▸ **Task requirements**
Format the records as a two-column CSV with the columns text and answer, one row per record, with each value in a single quoted field and its line breaks replaced by spaces. Start at the line that contains "Wildlife camera-trap request: tag the side" and stop after the line that contains "point(380, 798)".

Start of Data for processing

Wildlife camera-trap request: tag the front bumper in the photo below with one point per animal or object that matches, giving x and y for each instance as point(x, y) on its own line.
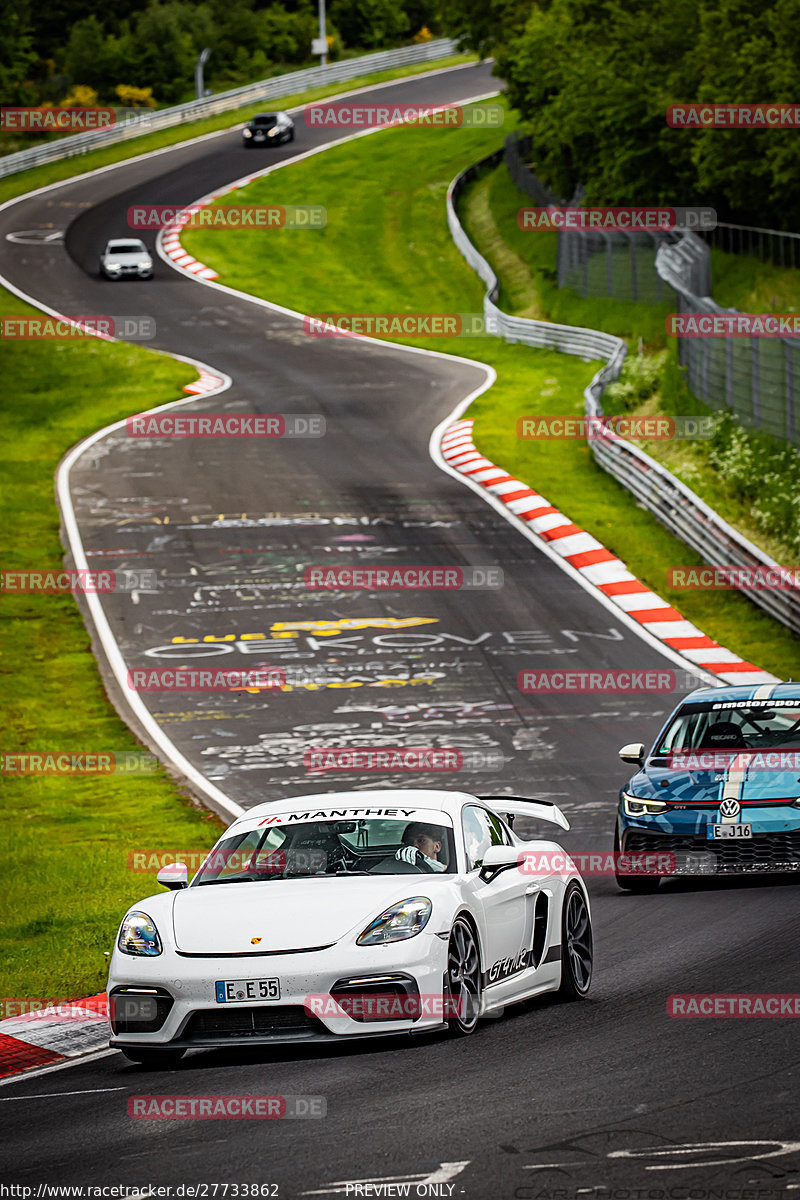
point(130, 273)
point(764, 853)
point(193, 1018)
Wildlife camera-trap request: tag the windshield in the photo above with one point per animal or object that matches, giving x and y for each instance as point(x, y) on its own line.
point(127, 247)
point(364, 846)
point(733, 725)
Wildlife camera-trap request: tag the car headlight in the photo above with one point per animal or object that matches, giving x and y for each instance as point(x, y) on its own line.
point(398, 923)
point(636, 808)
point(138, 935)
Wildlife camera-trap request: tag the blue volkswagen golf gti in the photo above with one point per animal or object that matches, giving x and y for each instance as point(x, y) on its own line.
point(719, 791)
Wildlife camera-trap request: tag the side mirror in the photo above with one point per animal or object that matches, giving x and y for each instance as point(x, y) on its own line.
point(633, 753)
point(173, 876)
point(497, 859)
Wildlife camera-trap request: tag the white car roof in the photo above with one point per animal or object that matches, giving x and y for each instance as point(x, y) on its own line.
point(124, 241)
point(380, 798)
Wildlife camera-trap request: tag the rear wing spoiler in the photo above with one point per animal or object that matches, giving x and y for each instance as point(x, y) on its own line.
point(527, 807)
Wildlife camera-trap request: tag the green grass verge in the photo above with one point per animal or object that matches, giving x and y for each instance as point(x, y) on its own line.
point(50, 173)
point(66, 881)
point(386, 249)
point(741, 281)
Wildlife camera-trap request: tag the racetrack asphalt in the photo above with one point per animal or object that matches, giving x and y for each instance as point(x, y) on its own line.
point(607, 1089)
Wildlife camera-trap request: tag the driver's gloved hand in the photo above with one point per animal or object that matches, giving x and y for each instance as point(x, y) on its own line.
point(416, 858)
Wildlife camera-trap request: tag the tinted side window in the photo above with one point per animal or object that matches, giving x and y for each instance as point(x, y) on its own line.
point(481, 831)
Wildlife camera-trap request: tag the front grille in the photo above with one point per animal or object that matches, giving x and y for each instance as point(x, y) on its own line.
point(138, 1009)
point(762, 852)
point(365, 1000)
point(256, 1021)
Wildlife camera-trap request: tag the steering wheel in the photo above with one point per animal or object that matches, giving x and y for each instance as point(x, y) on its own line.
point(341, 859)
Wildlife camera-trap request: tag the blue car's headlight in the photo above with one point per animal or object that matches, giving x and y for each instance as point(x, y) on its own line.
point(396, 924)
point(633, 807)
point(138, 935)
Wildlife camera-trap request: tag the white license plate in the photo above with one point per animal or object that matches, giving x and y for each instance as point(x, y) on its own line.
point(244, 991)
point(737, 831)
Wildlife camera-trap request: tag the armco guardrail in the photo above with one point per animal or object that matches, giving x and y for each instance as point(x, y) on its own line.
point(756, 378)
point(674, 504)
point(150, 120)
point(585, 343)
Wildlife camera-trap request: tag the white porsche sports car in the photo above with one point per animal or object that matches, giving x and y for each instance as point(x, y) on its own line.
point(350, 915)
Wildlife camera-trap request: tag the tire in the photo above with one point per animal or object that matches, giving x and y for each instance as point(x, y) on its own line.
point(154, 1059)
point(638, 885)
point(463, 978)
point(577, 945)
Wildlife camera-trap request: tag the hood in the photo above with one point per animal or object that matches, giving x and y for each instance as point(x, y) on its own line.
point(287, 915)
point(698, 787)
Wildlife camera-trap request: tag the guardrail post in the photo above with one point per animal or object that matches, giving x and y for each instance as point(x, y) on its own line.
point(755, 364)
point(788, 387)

End of Data for processing

▸ **Task result**
text,answer
"Wildlife camera-trap request: tag the side mirror in the photo above with one point per animal or object that matches, giving x and y for each instance as point(x, y) on its own line.","point(633, 753) point(173, 876) point(497, 859)"
"Wildlife camera-trap request: tag the white car roof in the photo above with one point per animal or object that matches, giving x and y for each instance as point(x, y) on its own line.","point(124, 241) point(380, 798)"